=== WORKING DATA ===
----------

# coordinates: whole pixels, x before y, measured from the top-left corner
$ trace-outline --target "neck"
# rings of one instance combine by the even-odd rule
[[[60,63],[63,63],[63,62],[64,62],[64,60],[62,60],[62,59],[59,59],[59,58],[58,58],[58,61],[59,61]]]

----------

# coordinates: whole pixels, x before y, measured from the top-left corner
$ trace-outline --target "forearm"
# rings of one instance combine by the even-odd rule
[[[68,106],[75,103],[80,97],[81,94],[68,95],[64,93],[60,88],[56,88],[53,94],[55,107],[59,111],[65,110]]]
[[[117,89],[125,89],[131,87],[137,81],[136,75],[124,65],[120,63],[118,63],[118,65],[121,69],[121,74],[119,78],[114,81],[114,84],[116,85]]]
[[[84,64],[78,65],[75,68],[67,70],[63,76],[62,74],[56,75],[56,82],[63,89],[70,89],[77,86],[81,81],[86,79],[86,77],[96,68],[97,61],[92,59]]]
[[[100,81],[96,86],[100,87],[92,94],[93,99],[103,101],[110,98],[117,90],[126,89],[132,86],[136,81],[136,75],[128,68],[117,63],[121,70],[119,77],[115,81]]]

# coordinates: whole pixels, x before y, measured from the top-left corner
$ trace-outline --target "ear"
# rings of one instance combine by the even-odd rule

----------

=== EXERCISE DIRECTIONS ===
Count how many lines in the records hold the string "trace"; reply with the number alone.

=== RESULT BELOW ===
3